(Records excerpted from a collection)
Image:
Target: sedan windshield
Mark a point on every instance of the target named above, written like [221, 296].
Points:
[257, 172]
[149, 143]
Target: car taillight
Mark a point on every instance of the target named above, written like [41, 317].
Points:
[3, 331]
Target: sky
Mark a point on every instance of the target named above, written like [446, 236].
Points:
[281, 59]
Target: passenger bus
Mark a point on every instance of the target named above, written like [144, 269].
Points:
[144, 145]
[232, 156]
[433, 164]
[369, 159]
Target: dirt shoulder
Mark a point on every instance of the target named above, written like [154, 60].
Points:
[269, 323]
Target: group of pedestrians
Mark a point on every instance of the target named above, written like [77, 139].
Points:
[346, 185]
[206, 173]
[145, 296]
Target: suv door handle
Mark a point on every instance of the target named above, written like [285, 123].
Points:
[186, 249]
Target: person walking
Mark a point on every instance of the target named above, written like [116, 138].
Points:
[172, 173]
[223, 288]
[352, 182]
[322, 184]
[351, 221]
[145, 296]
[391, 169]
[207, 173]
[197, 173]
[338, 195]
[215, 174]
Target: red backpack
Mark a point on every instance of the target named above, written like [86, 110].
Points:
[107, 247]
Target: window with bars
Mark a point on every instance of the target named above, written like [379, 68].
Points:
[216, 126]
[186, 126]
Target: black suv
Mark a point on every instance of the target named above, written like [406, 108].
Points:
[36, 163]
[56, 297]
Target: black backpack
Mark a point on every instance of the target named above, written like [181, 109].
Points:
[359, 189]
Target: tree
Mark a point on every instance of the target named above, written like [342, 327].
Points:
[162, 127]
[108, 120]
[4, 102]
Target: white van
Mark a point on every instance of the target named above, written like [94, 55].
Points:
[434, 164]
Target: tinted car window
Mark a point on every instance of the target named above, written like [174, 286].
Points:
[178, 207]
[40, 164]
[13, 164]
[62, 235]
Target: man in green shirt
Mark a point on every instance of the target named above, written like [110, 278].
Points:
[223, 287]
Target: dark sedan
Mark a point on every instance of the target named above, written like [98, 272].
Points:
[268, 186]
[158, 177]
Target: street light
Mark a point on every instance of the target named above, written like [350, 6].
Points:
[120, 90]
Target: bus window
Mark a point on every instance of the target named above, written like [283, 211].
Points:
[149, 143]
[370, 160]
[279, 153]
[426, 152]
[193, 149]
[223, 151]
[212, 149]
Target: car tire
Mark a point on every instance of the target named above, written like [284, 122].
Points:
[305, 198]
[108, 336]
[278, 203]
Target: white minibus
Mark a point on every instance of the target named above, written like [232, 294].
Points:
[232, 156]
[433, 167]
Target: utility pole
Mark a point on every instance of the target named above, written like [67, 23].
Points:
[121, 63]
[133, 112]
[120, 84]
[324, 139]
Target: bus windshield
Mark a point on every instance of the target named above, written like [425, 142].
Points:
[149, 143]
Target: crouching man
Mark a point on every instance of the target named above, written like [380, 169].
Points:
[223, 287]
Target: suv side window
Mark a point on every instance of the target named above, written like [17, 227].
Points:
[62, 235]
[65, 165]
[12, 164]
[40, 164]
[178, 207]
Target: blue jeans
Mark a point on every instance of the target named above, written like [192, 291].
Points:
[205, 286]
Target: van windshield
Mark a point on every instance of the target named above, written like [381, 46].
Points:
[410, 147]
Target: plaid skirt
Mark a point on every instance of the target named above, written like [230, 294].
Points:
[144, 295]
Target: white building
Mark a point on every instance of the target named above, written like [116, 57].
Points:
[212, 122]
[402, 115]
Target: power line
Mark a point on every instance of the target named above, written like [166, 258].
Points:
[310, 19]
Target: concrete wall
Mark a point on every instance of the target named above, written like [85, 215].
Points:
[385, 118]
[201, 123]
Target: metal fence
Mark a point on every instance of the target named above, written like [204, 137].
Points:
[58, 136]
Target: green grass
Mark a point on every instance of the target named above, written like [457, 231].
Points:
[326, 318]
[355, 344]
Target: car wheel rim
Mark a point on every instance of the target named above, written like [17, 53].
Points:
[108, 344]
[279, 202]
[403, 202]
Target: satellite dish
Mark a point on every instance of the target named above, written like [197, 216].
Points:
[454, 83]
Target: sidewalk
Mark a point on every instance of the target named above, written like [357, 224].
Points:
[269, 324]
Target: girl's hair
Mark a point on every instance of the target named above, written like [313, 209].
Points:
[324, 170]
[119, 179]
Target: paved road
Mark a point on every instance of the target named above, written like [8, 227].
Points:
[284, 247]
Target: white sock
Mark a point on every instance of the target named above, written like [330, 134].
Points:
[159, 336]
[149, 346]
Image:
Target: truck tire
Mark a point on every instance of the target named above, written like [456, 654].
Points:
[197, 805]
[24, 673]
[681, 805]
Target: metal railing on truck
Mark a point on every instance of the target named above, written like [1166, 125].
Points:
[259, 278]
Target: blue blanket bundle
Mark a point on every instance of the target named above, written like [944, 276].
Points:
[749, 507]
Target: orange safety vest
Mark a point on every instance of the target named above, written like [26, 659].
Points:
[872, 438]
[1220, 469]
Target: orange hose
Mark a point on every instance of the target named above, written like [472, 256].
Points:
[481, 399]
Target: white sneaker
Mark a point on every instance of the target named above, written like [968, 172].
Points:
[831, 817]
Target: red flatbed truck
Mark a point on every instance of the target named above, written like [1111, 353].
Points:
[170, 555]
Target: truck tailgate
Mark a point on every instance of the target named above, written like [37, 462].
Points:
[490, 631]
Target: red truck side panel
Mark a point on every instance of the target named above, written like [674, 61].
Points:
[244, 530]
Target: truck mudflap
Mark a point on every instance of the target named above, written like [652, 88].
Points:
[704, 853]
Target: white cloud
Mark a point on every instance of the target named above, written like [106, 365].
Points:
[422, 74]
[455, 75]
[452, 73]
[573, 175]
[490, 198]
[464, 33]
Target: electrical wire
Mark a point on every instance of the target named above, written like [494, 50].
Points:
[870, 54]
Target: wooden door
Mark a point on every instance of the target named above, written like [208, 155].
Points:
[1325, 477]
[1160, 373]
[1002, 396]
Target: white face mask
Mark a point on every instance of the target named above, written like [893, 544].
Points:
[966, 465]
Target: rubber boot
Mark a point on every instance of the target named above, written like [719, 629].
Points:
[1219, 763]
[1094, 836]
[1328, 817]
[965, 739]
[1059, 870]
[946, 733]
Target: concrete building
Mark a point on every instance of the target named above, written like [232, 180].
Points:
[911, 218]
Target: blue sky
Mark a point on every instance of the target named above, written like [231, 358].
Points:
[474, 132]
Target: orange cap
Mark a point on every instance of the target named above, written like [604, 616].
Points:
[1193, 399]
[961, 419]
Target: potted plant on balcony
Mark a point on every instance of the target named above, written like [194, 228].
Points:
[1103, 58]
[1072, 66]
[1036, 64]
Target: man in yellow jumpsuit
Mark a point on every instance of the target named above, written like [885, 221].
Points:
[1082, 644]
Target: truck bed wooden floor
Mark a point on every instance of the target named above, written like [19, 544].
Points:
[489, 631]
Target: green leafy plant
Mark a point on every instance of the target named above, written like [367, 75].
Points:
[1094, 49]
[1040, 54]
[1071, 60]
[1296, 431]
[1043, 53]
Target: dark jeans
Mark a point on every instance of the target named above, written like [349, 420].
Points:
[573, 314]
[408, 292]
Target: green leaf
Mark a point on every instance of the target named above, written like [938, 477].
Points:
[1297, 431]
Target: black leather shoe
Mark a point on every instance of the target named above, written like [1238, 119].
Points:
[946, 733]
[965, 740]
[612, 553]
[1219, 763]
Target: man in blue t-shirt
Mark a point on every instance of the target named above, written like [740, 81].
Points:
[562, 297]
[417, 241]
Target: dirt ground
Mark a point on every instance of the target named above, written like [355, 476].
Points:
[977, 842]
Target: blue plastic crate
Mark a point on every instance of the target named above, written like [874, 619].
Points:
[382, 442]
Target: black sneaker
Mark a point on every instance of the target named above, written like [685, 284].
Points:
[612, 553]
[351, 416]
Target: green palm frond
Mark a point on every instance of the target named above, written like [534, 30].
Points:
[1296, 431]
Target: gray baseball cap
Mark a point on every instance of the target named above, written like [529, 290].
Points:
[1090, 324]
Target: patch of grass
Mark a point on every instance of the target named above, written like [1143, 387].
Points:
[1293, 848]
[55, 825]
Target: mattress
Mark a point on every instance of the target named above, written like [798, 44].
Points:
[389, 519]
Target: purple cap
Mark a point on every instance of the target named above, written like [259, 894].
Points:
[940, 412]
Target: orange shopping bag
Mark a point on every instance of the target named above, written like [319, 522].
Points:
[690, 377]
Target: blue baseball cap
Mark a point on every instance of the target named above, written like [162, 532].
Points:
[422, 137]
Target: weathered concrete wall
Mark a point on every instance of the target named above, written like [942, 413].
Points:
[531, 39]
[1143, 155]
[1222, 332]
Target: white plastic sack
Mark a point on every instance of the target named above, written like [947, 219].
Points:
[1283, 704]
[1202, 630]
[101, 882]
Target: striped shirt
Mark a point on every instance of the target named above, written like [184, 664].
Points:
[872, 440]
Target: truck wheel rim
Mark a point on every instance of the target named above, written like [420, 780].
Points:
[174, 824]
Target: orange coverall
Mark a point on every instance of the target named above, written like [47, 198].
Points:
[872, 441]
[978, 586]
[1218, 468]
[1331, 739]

> Action item: Return only the lines between the one holding "Target: green leafy plant" and the one holding "Target: black sneaker", inclusive, exactly as they appear above.

> Reply:
Target: green leafy plant
Mark a point on every instance of the target named above, written like [367, 75].
Points:
[1094, 49]
[1040, 54]
[1071, 60]
[1296, 431]
[1043, 53]
Target: dark jeans
Mark a point on every instance of the target named above, written like [349, 420].
Points:
[573, 314]
[408, 292]
Target: green leaf
Mark a point on every instance of the target named above, written like [938, 477].
Points:
[1297, 431]
Target: black leather shoe
Mark a point on every instance of the target named above, written like [1238, 119].
Points:
[946, 733]
[965, 740]
[612, 553]
[1219, 763]
Target: man in blue t-shirt
Mark a point on every instance of the target named above, written like [740, 81].
Points:
[562, 297]
[417, 241]
Target: dirt ground
Mark a point on every instance of the target named above, written like [355, 476].
Points:
[977, 842]
Target: blue plastic crate
Mark a point on every instance of the target named above, written like [874, 619].
Points:
[382, 442]
Target: black sneaker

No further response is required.